● **Document excerpt**:
──────────

These suggestions were adopted by the Senate with the qualification, in relation to paragraph (1), that if no objection was raised, the rule stated by the President would prevail until altered by the Senate.[24] The President’s first report to the Standing Orders Committee under paragraph (2) was tabled on 17 August 1905.[25] From 1910, in accordance with a resolution of the Standing Orders Committee on 23 November that year, indexed rulings of Presidents were published following completion of their term of office.[26] Presidents’ rulings continue to be an important source of guidance to the Senate in dealing with procedural questions that are either new or, because of changing circumstances, require a new solution. From the beginning, Presidents, in making rulings, have leaned towards the interpretation which preserves or strengthens the powers of the Senate and the rights of senators.[27]

Second edition–1909

President Baker made a significant number of rulings in the early years to elucidate the practices of the Senate, but changes in those practices began almost immediately. Eventually, these would be reflected in amendments to the standing orders. For example, a resolution of the Senate on 7 October 1903 exempted the adjournment debate from the normal rule of relevance but it would take another two years before the Senate adopted a Standing Orders Committee recommendation to amend the relevant standing order accordingly.[28]

Another important early development came in 1905 when the Standing Orders Committee recommended the adoption of a standing order providing for instructions to be given to committees of the whole to expand their powers to amend bills by allowing (on amending bills) amendments to be moved to the parent Act that were not relevant to the subject matter of the bill.[29] This was a significant expansion of powers in the days when the statute book was much smaller and amending bills were more narrowly cast. These days it is rare that an amending bill is so narrowly drawn that a proposed amendment to the parent Act cannot be made relevant to the subject matter of the bill but, at the time, this was a significant statement of the scope of the Senate’s legislative interests and powers.

In December 1906 a referendum to change the commencement date for senators’ terms under s.13 of the Constitution was carried by the required majorities. Terms that had begun on 1 January would now begin on 1 July and this change in timing affected arrangements for the terms of office of the President and Deputy President and some of the assumptions behind procedures for the opening of Parliament. The Standing Orders Committee had been stockpiling a variety of issues and in October 1908 presented a report recommending multiple amendments and alterations, including as a consequence of the referendum. The report lay dormant till the following year but on 9 and 10 September 1909 the proposed changes were extensively debated in the very useful committee of the whole forum which allowed senators to make multiple contributions and argue the toss on the merits of the proposals and any alternatives.[30]

The changes made were wide-ranging and included several clarifications of, and additions to, legislation procedures, and the adoption of new standing orders on, among other things, the recording in the Journals of senators’ attendance (for the purpose of s.20 of the Constitution), the recording of senators’ names after a count-out, and the process for determining points of order. The changes agreed to were so extensive that at the end of the debate on 10 September, a complete reprint was ordered of the whole standing orders, together with a fresh index—rather than the usual loose leaflets of amendments to be slipped or pasted into the existing volume.[31]

Third edition–1922

Before the next full reprint in 1922, the Senate had adopted new standing orders on a number of topics including the interruption of business, the requirement for a senator’s recorded vote to accord with his voice vote, the prohibition on standing committees meeting during sittings of the Senate, time limits on speeches and the designation of certain business as ‘Business of the Senate’ taking precedence over government and general business.[32] This last standing order brought together a number of matters given precedence under other standing orders or by virtue of rulings of the President.[33] These were matters that were identified as so important to the Senate as a whole that they warranted precedence above the business of the executive government.

──────────

● **Information shown**:
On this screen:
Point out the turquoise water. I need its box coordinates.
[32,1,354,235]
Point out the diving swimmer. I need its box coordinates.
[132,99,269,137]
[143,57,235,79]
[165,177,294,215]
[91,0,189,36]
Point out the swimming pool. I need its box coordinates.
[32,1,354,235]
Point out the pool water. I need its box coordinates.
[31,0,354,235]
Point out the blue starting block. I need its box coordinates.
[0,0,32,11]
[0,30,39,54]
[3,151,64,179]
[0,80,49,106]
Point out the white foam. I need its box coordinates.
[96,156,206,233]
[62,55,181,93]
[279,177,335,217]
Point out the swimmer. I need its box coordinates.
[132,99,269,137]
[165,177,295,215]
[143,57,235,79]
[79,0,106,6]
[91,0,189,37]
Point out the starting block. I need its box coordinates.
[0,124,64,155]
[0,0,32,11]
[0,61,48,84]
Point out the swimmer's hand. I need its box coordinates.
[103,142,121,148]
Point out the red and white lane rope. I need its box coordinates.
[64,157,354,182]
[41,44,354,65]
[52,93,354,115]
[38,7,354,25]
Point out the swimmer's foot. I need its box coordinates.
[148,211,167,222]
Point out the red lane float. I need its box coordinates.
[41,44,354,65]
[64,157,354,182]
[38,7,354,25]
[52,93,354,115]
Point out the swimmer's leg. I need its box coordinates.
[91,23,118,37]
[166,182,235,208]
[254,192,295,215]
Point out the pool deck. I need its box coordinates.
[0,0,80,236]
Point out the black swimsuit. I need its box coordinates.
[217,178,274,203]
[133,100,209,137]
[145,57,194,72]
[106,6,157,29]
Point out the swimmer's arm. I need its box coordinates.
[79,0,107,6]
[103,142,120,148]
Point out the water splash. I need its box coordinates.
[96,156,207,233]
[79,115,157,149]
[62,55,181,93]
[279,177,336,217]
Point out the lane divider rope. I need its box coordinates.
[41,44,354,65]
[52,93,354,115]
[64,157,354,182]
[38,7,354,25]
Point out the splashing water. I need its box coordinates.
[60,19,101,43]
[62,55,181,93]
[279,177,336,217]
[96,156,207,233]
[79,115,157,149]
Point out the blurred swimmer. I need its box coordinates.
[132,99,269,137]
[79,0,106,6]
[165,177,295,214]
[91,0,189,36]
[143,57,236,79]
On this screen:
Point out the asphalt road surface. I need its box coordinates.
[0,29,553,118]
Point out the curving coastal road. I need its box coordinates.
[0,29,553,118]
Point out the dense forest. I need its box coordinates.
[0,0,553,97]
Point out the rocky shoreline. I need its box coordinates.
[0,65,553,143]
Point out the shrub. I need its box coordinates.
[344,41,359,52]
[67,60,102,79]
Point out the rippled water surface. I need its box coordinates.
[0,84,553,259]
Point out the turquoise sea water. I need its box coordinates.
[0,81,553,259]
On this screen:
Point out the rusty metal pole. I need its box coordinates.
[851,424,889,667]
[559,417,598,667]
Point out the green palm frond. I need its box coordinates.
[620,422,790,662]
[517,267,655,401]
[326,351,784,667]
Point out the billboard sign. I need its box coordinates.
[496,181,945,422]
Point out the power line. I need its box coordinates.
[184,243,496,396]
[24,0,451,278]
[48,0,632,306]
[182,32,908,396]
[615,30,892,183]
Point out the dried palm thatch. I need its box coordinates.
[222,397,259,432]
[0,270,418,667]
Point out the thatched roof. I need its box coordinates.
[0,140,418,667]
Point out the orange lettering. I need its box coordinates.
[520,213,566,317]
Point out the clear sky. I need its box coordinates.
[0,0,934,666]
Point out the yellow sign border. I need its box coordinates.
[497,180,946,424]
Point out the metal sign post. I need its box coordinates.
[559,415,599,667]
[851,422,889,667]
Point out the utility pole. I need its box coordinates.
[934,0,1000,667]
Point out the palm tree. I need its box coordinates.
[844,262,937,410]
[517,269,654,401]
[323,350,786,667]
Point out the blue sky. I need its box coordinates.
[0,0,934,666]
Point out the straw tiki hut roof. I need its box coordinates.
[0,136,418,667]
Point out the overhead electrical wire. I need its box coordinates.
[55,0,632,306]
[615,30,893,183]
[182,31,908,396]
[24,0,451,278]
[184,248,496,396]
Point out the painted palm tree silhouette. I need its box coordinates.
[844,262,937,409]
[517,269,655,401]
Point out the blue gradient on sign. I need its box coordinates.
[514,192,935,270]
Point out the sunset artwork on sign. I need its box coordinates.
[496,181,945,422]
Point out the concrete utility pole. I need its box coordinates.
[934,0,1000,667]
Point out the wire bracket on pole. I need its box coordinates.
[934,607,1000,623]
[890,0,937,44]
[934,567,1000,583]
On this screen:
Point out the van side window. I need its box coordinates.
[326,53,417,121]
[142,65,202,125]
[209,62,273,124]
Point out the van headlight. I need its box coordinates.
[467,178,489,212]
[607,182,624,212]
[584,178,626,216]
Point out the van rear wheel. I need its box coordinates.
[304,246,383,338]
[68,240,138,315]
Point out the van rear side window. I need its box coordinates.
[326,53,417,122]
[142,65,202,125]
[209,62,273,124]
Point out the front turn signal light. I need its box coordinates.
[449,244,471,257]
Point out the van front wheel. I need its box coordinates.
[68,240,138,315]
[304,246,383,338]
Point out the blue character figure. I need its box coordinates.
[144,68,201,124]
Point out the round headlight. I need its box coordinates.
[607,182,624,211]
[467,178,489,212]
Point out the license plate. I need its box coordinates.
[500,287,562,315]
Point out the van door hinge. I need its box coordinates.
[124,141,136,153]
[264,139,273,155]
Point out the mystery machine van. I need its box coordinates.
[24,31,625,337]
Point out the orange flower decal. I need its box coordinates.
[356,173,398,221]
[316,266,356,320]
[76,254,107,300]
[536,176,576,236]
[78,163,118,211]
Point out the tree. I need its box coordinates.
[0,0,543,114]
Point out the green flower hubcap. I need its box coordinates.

──────────

● **To be done**:
• a. According to the excerpt on the Senate's standing orders, on what date was the President's first report to the Standing Orders Committee under paragraph (2) tabled?
• b. Check statements (i)–(iii) against the excerpt on the Senate's standing orders. Answer yes or no for each, and quote the deciding words.
(i) The changes proposed in the October 1908 report were debated in committee of the whole on 9 and 10 September 1909.
(ii) After the September 1909 debate, the amendments were issued as loose leaflets to be pasted into the existing volume.
(iii) The December 1906 referendum moved the start of senators' terms from 1 July to 1 January.

● **Task-by-task answers**:
• a. 17 August 1905

• b.
(i) Yes: "on 9 and 10 September 1909 the proposed changes were extensively debated in the very useful committee of the whole forum"
(ii) No: "a complete reprint was ordered of the whole standing orders, together with a fresh index—rather than the usual loose leaflets of amendments to be slipped or pasted into the existing volume"
(iii) No: "Terms that had begun on 1 January would now begin on 1 July"